-- RECORDS SUPPLIED follows --

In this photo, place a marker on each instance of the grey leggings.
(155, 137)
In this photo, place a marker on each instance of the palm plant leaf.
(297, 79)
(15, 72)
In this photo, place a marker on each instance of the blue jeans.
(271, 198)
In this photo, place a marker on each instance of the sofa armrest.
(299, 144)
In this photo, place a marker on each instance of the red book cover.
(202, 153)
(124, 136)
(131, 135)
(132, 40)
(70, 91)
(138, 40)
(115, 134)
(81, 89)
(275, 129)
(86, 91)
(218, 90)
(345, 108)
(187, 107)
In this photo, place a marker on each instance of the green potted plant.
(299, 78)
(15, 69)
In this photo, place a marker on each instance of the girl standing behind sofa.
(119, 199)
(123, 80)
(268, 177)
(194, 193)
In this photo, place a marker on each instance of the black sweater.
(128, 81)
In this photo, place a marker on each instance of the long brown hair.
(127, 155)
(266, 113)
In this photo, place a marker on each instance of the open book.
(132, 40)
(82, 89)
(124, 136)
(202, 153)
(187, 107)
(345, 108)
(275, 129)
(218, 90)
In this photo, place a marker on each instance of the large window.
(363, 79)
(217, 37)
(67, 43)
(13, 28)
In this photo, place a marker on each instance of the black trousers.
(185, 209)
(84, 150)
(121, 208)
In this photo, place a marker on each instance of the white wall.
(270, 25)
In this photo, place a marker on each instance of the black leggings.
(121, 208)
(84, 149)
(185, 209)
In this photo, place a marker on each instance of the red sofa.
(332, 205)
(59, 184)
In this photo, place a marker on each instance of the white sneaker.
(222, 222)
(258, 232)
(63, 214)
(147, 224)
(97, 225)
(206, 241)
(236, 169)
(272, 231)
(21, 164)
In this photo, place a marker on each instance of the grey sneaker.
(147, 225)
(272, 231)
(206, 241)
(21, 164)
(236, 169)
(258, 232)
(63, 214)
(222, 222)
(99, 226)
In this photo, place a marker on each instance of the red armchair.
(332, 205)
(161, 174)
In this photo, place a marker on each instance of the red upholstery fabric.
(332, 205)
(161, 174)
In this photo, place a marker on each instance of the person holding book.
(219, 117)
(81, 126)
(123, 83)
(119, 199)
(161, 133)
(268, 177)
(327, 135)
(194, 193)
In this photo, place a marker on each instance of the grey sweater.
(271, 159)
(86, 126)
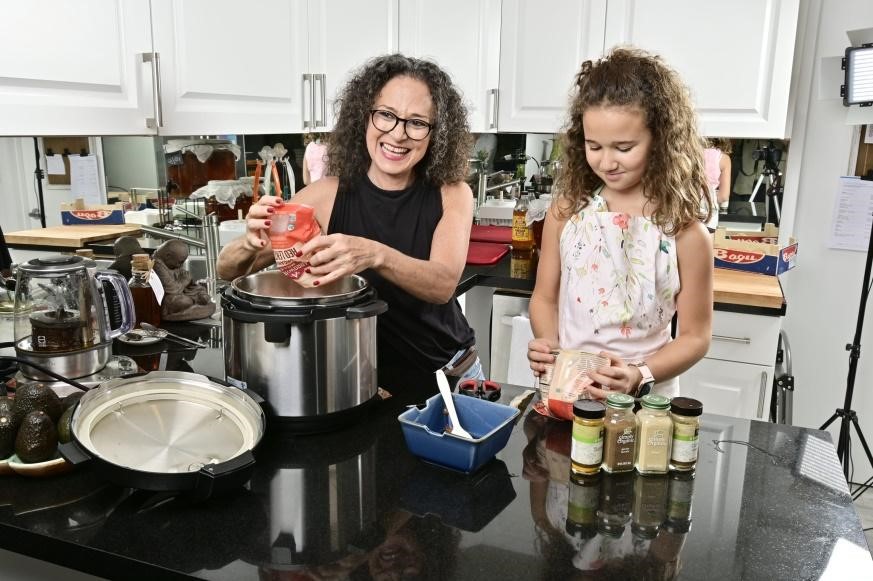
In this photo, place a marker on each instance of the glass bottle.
(620, 437)
(686, 433)
(586, 451)
(145, 303)
(655, 436)
(522, 234)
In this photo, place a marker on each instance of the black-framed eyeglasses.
(386, 121)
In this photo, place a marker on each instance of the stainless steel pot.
(310, 353)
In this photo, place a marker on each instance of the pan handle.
(74, 453)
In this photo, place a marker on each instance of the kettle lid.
(57, 263)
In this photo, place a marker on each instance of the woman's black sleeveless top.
(412, 333)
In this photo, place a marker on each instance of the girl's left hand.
(334, 256)
(618, 376)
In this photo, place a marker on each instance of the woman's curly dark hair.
(450, 140)
(674, 180)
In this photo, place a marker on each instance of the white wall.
(823, 292)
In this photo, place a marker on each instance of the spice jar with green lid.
(620, 433)
(586, 451)
(655, 435)
(686, 433)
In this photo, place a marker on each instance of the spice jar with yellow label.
(686, 433)
(620, 436)
(655, 436)
(586, 452)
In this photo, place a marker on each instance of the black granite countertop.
(767, 502)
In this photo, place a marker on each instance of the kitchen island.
(767, 502)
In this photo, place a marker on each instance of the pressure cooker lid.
(272, 288)
(167, 422)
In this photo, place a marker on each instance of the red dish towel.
(501, 234)
(485, 252)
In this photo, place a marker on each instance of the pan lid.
(274, 289)
(167, 422)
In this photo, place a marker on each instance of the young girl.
(624, 247)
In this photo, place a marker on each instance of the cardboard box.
(79, 213)
(754, 251)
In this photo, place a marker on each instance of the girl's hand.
(258, 222)
(539, 353)
(334, 256)
(618, 376)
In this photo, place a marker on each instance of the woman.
(398, 212)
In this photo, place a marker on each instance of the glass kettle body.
(68, 314)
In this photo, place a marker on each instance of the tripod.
(773, 191)
(848, 416)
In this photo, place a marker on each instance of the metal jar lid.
(271, 288)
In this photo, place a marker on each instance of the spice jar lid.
(655, 401)
(619, 400)
(686, 406)
(589, 408)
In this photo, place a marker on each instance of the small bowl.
(489, 423)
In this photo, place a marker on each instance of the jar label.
(587, 448)
(685, 443)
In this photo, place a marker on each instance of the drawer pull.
(729, 339)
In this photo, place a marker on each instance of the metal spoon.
(187, 341)
(446, 392)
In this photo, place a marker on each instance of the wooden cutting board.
(747, 288)
(71, 236)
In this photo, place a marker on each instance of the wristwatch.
(648, 380)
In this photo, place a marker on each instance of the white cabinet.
(542, 45)
(230, 67)
(736, 376)
(343, 35)
(75, 68)
(740, 87)
(463, 37)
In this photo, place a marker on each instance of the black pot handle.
(370, 309)
(74, 453)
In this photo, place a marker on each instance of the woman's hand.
(539, 354)
(258, 222)
(334, 256)
(618, 376)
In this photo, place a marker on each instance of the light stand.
(848, 416)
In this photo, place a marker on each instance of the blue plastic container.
(489, 423)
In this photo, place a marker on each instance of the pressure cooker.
(310, 353)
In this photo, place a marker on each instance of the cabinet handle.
(155, 59)
(306, 77)
(729, 339)
(492, 118)
(761, 391)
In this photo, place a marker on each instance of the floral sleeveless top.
(619, 280)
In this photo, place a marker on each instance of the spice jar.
(655, 436)
(586, 452)
(686, 433)
(620, 433)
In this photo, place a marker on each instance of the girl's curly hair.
(450, 140)
(674, 180)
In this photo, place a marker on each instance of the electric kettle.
(68, 312)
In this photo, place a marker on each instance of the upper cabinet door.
(75, 68)
(345, 34)
(542, 45)
(463, 37)
(231, 67)
(740, 87)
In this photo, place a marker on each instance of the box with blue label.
(78, 213)
(758, 252)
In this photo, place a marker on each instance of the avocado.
(7, 434)
(37, 439)
(65, 425)
(71, 400)
(36, 396)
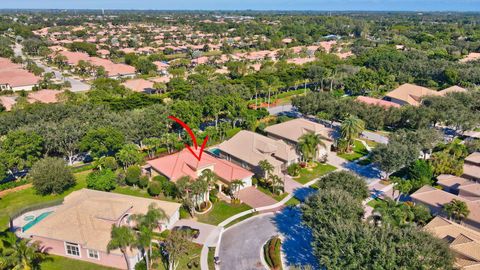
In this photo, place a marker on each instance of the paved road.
(291, 111)
(240, 246)
(77, 85)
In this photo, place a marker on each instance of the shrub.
(271, 253)
(345, 181)
(154, 188)
(169, 189)
(133, 175)
(104, 180)
(143, 181)
(294, 169)
(51, 175)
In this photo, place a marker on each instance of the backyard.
(222, 210)
(359, 150)
(15, 201)
(54, 262)
(312, 172)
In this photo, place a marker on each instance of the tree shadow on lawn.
(296, 245)
(369, 171)
(303, 193)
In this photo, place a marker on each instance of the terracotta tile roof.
(7, 102)
(293, 129)
(470, 57)
(13, 74)
(252, 148)
(44, 96)
(411, 94)
(183, 163)
(139, 85)
(86, 217)
(377, 102)
(453, 89)
(462, 240)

-- RECORDS SUPPLIED concluded --

Transcribe only the trailing portion of the entries above: the line that contains "the paved road." and each line after it.

In this photo, place a marker on each instance of the paved road.
(291, 111)
(240, 246)
(77, 85)
In this photo, place a marker on each instance of the shrub.
(271, 253)
(345, 181)
(154, 188)
(169, 189)
(133, 175)
(104, 180)
(143, 181)
(294, 169)
(51, 175)
In this photo, place a marker on each instance of the backyard.
(222, 210)
(359, 150)
(15, 201)
(54, 262)
(312, 172)
In this photo, place a marker on each instance of the tree shadow on lawn.
(296, 245)
(369, 171)
(303, 193)
In this photo, place a marker on each instance of the terracotta tile roof.
(7, 102)
(293, 129)
(470, 57)
(13, 74)
(252, 148)
(44, 96)
(411, 94)
(183, 163)
(139, 85)
(86, 217)
(377, 102)
(453, 89)
(462, 240)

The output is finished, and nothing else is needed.